■ GOAL:
Can you format every line of the records below as a Markdown table with the columns "Row" and "Line", numbering the rows and skipping blank lines? Leave the pictures out.

■ AVAILABLE DATA:
=-=-=-=-=

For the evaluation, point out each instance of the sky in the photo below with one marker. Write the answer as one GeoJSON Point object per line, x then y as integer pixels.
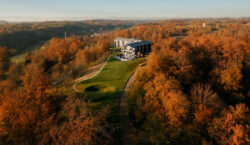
{"type": "Point", "coordinates": [40, 10]}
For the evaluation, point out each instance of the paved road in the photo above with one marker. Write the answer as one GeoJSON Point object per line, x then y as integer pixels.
{"type": "Point", "coordinates": [125, 127]}
{"type": "Point", "coordinates": [81, 79]}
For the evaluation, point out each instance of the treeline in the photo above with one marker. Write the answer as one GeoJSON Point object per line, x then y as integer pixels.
{"type": "Point", "coordinates": [33, 110]}
{"type": "Point", "coordinates": [18, 37]}
{"type": "Point", "coordinates": [194, 89]}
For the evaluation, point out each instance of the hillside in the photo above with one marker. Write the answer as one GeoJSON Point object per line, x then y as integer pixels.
{"type": "Point", "coordinates": [18, 37]}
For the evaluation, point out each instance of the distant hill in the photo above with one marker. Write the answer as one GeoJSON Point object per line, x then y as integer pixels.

=-=-=-=-=

■ RESULT OF THIS TASK:
| Row | Line |
|---|---|
| 1 | For the evaluation, point out each instance of the sky in the photo below with one marker. Write the answer as one GeoJSON Point object per line, x then y as integer pixels. |
| 2 | {"type": "Point", "coordinates": [40, 10]} |
| 3 | For the evaluation, point out each instance of the paved road in the photo above with one marker. Write the answer as one GeoJSON Point object per line, x then y as integer pixels. |
| 4 | {"type": "Point", "coordinates": [125, 127]} |
| 5 | {"type": "Point", "coordinates": [81, 79]} |
| 6 | For the evaluation, point out each instance of the treeline in the photo above with one marker. Write the answer as one GeoJSON Point object per line, x then y as integer pixels. |
| 7 | {"type": "Point", "coordinates": [33, 110]} |
| 8 | {"type": "Point", "coordinates": [18, 37]} |
| 9 | {"type": "Point", "coordinates": [194, 89]} |
| 10 | For the evaluation, point out each instance of the hillside in the photo above with one marker. Write the answer as one GeoJSON Point object per line, x then y as integer pixels. |
| 11 | {"type": "Point", "coordinates": [18, 37]} |
| 12 | For the evaluation, point out each instance of the distant hill in the photo above with one marker. Write the answer as one GeoJSON Point object per line, x then y as integer pixels. |